Продолжите расшифровку беседы о языке нулевых сразу после слов «Сумароков вспоминается».

ФРАГМЕНТ ИСТОЧНИКА:
◇ ◇ ◇ ◇ ◇

МЕДВЕДЕВ: О, я не знал!
ГУСЕЙНОВ: Это тоже да. Существует бездна, действительно бездна. Нельзя подарить что-то, надо обязательно деньги за это взять. Платок нельзя подарить, некоторые это на галстук распространяют. Обязательно надо заплатить. Нельзя подарить кошелек, в него надо положить монетку.
МЕДВЕДЕВ: То же самое – ребенка нельзя показывать.
ГУСЕЙНОВ: Нельзя показать кого-то. На самом деле, жизнь... Ну, таким был Вавилон, как говорят...
МЕДВЕДЕВ: Ножик нельзя дарить.
ГУСЕЙНОВ: Да, нельзя, да. Нельзя передавать за столом чего-то там, соль нельзя передавать. Действительно, эти суеверия... Тут интересно то, что их языковое выражение часто нулевое. Когда начинаешь с людьми говорить, то как-то вот...
МЕДВЕДЕВ: Ну да. Продолжим наш разговор о нулевом языке или языке нулевых после небольшой паузы.
Реклама.
***
МЕДВЕДЕВ: И снова добрый вечер, программа «Археология». Говорим сегодня с филологом Гасаном Гусейновым о языке нулевых, или нулевом языке, языке с нулевой степенью значения, языке с нулевой степенью письма. Закончили мы, до перерыва говорили о таких как бы ритуалах и словах-заменах: не есть, а кушать, не садитесь, а присаживайтесь. Вы знаете, тоже я заметил, говорят слово какое-то вместо «гостиная», говорят «зала» теперь. Причем зала – это откуда-то из такой архаики, из державинской откуда-то просто. Сумароков вспоминается.

◇ ◇ ◇ ◇ ◇

СТРОКИ ДАННЫХ:
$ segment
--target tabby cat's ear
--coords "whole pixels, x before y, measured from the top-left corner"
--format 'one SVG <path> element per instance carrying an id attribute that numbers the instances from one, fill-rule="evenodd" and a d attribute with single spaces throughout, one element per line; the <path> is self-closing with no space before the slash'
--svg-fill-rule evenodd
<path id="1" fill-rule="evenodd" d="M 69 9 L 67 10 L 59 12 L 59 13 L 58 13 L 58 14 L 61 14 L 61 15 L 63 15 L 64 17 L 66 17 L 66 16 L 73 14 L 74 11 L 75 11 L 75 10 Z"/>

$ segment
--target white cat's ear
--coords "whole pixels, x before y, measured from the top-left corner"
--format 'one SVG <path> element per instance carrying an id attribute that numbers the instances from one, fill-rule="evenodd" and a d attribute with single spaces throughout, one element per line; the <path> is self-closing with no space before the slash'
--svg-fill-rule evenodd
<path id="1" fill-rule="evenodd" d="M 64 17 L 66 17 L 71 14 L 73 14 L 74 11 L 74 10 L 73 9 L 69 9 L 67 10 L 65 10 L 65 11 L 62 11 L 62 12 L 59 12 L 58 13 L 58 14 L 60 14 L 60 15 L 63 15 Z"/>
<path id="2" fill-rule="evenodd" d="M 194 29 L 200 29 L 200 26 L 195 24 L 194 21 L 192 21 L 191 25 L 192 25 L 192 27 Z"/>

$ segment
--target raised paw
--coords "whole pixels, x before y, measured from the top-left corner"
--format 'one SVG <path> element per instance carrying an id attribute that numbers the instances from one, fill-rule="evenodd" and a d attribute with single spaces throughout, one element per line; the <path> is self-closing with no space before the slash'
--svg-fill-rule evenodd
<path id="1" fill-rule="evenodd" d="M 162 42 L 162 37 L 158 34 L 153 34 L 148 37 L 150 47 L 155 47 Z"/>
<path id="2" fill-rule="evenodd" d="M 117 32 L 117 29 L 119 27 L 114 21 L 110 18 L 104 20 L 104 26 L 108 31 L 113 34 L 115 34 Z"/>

◇ ◇ ◇ ◇ ◇

ИТОГОВЫЙ ОТВЕТ:
Я даже видел в каком-то магазине... «Перекресток» у нас, и вот я, зайдя за какой-то задний стенд в этом «Перекрестке», увидел на стене написанное: «Менеджерская зала». Я даже сфотографировал, надо как-нибудь... Не бокал, а фужер, да? Еще бывает, не стакан, а бокал, у нас с вами на столе здесь, наверное, стоят бокалы с водой. Стакан – как бы слишком просто для людей считается. И вы знаете, последнее, с чем хочу... Вернее, две даже вещи – «комфортно», такое слово. По-моему, очень знаковое: не «удобно».
ГУСЕЙНОВ: Да.
МЕДВЕДЕВ: Это что? Это какое-то...
ГУСЕЙНОВ: Ну, удобно – это просто недостаточно комфортно. Это слишком просто. А комфортно – это значит, я знаю, что такое действительно удобно.
МЕДВЕДЕВ: Да-да-да.
ГУСЕЙНОВ: Просто более высокая степень слова «удобно».
МЕДВЕДЕВ: Да, более высокое удобство такое.
ГУСЕЙНОВ: Не парикмахер, а стилист.
МЕДВЕДЕВ: Да-да-да.
ГУСЕЙНОВ: Если ты ходишь просто к парикмахеру, ты лох какой-то.
МЕДВЕДЕВ: Лузер.
ГУСЕЙНОВ: А я хожу к стилисту.
МЕДВЕДЕВ: Не продавец, а консультант.
ГУСЕЙНОВ: Консультант, да. Это такое особое опять, видите, это тоже выражение некоторого недоверия к языку или некоторого презрения скорее к языку, к наличному языку: вот другой язык возьмем и что-то другое скажем, и там будет лучше. А вот то, что у нас есть – это такой мусор.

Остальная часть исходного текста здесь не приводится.